(Entries drawn from a collection)
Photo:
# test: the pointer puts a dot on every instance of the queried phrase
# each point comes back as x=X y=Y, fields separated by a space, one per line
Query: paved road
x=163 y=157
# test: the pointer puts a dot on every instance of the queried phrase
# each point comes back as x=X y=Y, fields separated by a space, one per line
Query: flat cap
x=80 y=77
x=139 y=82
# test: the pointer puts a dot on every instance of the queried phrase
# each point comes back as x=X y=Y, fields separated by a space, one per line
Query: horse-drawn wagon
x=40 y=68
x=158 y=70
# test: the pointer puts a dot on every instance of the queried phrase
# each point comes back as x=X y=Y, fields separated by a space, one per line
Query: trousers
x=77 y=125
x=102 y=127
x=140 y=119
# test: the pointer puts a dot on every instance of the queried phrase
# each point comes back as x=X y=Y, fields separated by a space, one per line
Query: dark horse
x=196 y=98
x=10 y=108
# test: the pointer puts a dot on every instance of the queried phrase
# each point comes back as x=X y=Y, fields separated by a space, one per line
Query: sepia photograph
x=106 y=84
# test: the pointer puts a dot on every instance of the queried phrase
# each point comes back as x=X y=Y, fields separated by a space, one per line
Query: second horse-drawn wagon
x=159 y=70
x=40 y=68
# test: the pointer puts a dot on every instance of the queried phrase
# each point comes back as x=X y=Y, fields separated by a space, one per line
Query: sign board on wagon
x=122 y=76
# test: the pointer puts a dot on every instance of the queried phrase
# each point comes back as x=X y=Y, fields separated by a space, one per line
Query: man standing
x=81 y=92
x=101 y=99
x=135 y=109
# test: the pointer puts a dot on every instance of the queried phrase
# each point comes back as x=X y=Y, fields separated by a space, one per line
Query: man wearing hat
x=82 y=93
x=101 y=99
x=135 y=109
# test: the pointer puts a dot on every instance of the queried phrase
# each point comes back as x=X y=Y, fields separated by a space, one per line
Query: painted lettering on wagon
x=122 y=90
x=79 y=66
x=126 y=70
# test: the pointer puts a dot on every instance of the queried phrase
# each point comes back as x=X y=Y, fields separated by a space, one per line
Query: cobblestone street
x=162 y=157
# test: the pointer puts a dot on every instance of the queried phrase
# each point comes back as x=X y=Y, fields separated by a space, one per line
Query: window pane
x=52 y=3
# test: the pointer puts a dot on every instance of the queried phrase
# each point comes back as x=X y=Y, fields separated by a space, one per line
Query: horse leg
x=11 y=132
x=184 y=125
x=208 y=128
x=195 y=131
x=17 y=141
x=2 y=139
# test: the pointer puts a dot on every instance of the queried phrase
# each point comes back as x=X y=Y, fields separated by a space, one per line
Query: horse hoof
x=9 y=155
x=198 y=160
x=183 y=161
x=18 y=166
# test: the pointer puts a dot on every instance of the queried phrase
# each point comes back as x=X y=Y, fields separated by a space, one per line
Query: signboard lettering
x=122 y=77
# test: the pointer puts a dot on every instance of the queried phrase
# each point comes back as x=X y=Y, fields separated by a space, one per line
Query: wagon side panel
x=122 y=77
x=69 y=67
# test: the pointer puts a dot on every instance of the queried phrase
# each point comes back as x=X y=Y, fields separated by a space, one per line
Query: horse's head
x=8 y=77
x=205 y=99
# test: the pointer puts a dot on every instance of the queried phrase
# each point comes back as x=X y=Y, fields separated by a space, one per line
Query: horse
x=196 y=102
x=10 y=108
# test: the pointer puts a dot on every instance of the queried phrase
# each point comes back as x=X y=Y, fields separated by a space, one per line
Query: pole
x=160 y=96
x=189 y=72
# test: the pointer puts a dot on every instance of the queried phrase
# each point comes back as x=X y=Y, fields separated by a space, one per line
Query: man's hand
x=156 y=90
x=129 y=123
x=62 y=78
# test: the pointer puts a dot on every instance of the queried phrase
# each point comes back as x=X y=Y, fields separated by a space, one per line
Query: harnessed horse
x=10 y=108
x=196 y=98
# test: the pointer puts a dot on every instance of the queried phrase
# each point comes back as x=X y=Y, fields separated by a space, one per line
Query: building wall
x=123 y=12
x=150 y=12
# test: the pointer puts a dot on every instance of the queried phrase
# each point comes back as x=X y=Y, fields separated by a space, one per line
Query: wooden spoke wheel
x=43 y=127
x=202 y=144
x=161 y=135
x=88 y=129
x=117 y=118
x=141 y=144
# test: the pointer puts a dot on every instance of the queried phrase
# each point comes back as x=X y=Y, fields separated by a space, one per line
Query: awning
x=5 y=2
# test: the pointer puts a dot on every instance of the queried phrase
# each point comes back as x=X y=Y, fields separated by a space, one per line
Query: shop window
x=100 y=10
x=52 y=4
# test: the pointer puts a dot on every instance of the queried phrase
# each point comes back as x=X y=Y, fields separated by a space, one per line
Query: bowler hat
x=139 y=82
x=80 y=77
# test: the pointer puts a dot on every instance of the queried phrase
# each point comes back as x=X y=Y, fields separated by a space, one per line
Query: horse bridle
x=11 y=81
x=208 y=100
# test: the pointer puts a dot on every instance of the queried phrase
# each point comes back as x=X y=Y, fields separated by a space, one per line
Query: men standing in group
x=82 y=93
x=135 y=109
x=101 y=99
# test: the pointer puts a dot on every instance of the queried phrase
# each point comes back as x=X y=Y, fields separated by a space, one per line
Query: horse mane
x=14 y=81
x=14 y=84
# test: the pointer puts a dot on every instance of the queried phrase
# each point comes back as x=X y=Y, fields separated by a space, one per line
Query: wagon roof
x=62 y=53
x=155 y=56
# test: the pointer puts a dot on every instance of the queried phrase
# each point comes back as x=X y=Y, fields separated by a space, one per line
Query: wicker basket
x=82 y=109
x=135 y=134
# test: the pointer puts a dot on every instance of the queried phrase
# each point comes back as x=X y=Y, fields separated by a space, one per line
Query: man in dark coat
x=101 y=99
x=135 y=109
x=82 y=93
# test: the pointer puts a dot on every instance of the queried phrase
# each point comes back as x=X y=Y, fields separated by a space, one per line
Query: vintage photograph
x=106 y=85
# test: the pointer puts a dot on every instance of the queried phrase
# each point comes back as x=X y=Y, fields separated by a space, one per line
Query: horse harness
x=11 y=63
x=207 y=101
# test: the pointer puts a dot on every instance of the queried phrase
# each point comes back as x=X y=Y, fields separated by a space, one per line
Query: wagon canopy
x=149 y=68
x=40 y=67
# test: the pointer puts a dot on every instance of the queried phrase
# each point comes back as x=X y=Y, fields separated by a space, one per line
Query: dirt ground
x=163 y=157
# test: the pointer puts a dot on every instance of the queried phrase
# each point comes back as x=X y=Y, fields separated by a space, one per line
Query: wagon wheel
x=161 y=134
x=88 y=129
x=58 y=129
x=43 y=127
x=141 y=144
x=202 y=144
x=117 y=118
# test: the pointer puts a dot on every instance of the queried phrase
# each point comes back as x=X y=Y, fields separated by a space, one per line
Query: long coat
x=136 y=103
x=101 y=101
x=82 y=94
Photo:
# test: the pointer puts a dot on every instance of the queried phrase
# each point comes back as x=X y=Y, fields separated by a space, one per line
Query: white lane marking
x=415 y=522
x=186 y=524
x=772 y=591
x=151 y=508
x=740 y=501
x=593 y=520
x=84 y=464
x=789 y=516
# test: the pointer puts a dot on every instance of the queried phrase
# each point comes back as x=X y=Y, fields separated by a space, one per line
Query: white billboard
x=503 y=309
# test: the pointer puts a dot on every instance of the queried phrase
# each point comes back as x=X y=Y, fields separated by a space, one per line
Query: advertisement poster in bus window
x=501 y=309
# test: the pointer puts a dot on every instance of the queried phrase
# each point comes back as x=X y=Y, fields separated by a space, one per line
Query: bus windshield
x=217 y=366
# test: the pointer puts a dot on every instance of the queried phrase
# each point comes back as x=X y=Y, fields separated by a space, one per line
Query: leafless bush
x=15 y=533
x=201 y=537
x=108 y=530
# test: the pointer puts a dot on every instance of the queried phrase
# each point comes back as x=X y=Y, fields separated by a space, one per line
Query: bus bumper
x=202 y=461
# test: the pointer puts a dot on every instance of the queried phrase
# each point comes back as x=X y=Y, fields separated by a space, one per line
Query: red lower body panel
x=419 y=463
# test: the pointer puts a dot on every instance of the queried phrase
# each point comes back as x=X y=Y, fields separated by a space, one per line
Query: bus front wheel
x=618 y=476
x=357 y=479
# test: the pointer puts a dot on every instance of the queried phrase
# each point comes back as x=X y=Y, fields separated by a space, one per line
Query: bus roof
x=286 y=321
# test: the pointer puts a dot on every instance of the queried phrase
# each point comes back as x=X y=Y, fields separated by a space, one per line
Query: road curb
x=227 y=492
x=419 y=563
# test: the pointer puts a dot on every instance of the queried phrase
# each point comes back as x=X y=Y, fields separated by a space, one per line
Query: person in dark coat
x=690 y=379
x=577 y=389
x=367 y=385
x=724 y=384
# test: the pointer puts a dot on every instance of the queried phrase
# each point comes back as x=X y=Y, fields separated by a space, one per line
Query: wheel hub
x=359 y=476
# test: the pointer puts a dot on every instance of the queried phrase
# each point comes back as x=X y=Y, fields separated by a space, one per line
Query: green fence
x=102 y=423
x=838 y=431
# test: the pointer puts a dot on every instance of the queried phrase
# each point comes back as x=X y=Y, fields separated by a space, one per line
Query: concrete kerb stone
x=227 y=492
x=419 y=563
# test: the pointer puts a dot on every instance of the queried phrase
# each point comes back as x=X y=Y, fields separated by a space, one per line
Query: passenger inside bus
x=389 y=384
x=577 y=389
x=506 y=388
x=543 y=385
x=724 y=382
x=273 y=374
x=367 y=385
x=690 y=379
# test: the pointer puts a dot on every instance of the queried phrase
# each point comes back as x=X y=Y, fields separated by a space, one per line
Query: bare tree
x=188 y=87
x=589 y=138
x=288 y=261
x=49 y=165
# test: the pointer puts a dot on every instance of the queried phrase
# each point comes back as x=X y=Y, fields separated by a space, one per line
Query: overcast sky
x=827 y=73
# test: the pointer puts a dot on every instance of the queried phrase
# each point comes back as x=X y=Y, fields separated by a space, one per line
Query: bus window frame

▸ WORK REQUIRED
From the lines above, keep only those containing the word "photograph", and copy each one out. Case counts, so a line where the word appears with different capitalization does not match.

▸ TASK SOLUTION
Query: sepia photograph
Query: vintage photograph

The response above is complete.